_WORK INSTRUCTIONS_
- a) What size range does the big data introduction give for the Volume characteristic?
- b) Reproduce everything in the big data introduction from "Data refers to" down to "percent is unstructured.)".
- c) In the big data introduction, condense the paragraph beginning "RDBMS have limitations" into one shorter sentence that keeps its main facts.

PAGE TEXT: Begin

Introduction to Big Data Analysis

Madhav GanesanMadhav Ganesan
15 min read

Data refers to raw, unprocessed facts, statistics, or information collected for reference, analysis, and processing.

They are of different formats:

Structured Data: Organized in a defined format, such as rows and columns in a database

Unstructured Data: No predefined structure, such as text, emails, images, videos, and social media posts.

(Note: If 20 percent of the data available to enterprises is structured data, the other 80 percent is unstructured.)

Semi-Structured Data: A hybrid of structured and unstructured data, like JSON or XML documents that have tags or markers to organize the data but don’t fit into a traditional database schema.

Sources of structural data

Machine-Generated Structured Data: Sensor Data Web Log Data Point-of-Sale Data Financial Data

Human-Generated Structured Data: Input Data Click-Stream Data Gaming-Related Data

Sources of Unstructured data

Machine-Generated Unstructured Data: Satellite Images Scientific Data Photographs and Video Radar or Sonar Data

Human-Generated Unstructured Data: Text Internal to Your Company Social Media Data Mobile Data Website Content

Bigdata

It refers to large and complex datasets that are difficult to process, analyze, and manage using traditional data processing tools and techniques.

Key Characteristics of Big Data

1) Volume: This refers to the size/magnitude of the data, typically in the range of terabytes, petabytes, or even exabytes.

Limitations of Traditional RDBMS:

  • Traditional RDBMS are designed primarily for structured data organized in tables. They struggle with unstructured or semi-structured data

  • RDBMS have limitations in scaling out horizontally (adding more servers) to handle increased data volume. They often rely on vertical scaling, which is not always feasible for big data scenarios.

  • IoT devices and sensors generate continuous data streams that traditional databases are not equipped to handle efficiently.

2) Velocity: Big Data is generated at high speed and often requires real-time or near-real-time processing to derive meaningful insights.

PAGE TEXT: End
DATA EXTRACTS: Begin

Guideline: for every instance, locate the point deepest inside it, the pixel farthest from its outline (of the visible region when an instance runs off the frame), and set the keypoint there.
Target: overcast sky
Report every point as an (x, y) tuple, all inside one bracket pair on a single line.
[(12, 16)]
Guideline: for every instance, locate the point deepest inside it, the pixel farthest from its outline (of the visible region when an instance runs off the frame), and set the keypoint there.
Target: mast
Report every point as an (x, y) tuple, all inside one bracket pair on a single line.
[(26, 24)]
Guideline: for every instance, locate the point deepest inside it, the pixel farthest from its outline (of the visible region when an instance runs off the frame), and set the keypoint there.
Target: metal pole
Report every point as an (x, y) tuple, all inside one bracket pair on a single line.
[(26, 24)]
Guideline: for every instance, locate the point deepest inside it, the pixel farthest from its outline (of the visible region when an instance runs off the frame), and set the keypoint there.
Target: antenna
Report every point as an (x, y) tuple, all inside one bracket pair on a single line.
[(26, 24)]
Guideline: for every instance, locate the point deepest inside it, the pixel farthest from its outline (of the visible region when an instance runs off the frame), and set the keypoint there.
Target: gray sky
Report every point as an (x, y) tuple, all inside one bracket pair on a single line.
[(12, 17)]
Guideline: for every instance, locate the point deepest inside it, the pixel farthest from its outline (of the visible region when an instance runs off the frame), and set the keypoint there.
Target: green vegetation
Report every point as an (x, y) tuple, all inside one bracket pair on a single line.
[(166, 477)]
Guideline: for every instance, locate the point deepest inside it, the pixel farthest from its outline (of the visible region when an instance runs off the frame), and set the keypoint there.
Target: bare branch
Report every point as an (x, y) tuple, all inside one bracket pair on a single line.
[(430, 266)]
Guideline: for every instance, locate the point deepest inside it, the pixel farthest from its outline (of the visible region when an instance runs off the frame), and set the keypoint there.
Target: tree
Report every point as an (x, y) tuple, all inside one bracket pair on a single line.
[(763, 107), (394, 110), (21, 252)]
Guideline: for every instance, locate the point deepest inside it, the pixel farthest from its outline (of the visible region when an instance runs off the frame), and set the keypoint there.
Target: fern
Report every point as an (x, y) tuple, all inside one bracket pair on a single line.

DATA EXTRACTS: End

_SOLUTIONS FOR EACH TASK_
- a) Terabytes, petabytes, or even exabytes.

- b)
Data refers to raw, unprocessed facts, statistics, or information collected for reference, analysis, and processing.

They are of different formats:

Structured Data: Organized in a defined format, such as rows and columns in a database

Unstructured Data: No predefined structure, such as text, emails, images, videos, and social media posts.

(Note: If 20 percent of the data available to enterprises is structured data, the other 80 percent is unstructured.)

- c) RDBMS scale out horizontally (by adding servers) poorly as data volume grows, so they usually rely on vertical scaling, which often isn't feasible for big data.